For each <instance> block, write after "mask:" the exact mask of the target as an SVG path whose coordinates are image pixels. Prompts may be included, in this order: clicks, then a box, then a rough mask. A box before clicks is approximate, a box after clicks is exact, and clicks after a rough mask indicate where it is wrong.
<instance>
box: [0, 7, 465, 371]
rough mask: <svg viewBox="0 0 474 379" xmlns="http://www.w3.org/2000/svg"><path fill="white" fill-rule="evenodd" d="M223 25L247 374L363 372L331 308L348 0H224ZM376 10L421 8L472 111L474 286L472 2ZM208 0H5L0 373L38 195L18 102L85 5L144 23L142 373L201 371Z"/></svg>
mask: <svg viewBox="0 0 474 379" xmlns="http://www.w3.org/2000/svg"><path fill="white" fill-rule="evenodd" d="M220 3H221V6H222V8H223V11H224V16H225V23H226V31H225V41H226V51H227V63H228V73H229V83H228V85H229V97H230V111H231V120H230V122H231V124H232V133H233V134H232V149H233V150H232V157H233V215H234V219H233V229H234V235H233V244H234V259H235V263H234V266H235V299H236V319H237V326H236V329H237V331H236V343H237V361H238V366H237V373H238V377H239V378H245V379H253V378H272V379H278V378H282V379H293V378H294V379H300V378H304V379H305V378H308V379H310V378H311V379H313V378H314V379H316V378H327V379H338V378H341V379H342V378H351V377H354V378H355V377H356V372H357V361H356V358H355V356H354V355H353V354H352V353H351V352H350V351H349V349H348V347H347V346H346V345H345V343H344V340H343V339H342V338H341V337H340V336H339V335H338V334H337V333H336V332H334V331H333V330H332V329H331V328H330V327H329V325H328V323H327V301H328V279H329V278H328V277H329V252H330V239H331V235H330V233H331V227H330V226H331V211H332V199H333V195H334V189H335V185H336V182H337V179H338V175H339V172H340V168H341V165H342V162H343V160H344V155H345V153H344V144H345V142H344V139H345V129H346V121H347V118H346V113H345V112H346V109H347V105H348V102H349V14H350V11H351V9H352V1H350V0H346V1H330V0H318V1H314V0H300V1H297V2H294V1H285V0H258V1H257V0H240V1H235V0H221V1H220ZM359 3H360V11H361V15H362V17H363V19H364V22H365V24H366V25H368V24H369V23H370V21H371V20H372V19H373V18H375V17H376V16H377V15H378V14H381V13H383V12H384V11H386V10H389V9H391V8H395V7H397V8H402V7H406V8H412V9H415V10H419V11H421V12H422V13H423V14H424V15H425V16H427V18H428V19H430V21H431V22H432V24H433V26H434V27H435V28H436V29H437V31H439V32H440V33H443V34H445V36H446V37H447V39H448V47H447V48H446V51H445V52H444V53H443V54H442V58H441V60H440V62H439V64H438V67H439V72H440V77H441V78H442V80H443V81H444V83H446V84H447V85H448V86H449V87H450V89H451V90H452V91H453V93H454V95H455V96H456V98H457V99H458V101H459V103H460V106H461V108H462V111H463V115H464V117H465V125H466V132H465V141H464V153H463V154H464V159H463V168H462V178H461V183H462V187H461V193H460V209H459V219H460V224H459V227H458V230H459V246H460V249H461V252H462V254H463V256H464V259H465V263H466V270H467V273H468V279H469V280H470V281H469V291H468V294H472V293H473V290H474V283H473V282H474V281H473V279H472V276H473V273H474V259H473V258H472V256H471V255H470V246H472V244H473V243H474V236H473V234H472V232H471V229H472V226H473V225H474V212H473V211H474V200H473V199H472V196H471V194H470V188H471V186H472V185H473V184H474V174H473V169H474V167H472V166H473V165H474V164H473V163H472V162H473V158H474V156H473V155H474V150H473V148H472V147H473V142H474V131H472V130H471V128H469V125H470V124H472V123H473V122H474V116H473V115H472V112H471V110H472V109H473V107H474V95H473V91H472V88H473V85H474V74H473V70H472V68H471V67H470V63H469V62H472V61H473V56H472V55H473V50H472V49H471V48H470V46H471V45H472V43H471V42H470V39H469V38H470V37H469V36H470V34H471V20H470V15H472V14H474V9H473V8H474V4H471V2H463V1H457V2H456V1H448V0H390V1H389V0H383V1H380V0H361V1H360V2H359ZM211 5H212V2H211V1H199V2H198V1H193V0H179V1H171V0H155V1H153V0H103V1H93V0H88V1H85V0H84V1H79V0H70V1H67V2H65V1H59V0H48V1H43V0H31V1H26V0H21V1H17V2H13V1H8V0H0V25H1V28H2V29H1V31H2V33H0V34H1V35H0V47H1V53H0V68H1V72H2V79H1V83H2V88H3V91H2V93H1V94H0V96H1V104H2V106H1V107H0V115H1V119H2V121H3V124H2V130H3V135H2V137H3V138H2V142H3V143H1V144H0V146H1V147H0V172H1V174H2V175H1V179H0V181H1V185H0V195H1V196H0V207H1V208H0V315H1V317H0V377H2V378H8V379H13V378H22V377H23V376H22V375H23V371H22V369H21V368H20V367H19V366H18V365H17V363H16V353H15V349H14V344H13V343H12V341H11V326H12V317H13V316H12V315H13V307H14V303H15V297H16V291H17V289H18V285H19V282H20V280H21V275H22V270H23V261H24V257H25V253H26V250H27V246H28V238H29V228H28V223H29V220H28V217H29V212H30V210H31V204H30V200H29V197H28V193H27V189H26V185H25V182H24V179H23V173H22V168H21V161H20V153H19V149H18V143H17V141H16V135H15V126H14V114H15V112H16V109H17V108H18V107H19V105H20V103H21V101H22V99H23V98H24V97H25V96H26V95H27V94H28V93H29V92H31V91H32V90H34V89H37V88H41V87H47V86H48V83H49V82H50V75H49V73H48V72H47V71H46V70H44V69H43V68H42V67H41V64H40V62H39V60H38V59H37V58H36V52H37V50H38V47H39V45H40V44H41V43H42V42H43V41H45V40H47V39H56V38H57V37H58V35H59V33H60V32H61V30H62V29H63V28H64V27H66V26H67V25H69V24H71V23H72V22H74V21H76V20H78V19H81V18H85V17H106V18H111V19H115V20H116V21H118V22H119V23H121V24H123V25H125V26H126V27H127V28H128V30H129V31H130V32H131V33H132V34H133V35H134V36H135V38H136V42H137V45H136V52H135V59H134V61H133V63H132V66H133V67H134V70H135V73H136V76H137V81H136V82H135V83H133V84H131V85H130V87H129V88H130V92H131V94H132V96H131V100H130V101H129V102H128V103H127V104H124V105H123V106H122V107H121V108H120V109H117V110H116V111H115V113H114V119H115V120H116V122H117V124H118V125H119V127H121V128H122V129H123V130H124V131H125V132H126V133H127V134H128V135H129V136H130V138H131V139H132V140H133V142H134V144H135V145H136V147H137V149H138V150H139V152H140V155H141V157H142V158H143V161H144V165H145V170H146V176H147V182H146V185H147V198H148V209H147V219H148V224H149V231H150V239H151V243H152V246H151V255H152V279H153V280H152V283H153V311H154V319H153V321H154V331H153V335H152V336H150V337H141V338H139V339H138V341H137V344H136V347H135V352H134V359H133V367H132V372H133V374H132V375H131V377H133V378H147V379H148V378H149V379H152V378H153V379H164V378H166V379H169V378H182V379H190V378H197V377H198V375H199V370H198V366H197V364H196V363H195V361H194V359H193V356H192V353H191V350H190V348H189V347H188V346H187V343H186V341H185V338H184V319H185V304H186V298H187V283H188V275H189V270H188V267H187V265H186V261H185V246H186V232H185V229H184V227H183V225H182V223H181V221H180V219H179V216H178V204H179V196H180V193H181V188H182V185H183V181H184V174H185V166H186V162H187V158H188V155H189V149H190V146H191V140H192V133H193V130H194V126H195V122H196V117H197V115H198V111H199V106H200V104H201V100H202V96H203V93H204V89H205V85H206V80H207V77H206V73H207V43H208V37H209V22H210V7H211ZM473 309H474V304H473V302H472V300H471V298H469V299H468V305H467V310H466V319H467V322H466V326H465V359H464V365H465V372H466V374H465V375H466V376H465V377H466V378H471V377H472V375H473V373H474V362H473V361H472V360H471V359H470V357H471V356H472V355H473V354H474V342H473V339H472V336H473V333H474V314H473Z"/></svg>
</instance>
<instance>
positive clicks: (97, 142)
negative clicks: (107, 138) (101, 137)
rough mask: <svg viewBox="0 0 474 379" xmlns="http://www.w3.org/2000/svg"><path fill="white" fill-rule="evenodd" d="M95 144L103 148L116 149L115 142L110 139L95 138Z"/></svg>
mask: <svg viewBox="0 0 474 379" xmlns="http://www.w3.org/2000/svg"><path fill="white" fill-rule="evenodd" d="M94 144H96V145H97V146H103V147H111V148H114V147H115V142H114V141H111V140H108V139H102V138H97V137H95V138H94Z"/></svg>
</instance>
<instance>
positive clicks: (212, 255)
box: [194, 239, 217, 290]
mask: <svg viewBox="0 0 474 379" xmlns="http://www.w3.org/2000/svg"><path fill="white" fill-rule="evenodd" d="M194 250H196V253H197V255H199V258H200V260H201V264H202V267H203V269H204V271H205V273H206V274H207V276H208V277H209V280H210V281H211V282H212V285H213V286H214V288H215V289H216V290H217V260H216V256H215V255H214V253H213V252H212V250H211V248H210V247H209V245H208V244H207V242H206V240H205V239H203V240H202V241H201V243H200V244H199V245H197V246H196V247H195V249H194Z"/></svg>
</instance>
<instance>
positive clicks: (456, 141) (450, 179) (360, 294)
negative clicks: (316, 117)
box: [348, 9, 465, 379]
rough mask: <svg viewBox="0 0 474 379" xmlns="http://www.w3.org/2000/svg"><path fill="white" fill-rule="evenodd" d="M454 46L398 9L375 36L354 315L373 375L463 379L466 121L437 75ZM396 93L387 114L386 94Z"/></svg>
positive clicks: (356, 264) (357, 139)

*-*-*

* **Work to be completed**
Among the lines above, please find those with "negative" and copy them.

* **Exercise response**
negative clicks: (107, 138) (101, 137)
negative clicks: (316, 117)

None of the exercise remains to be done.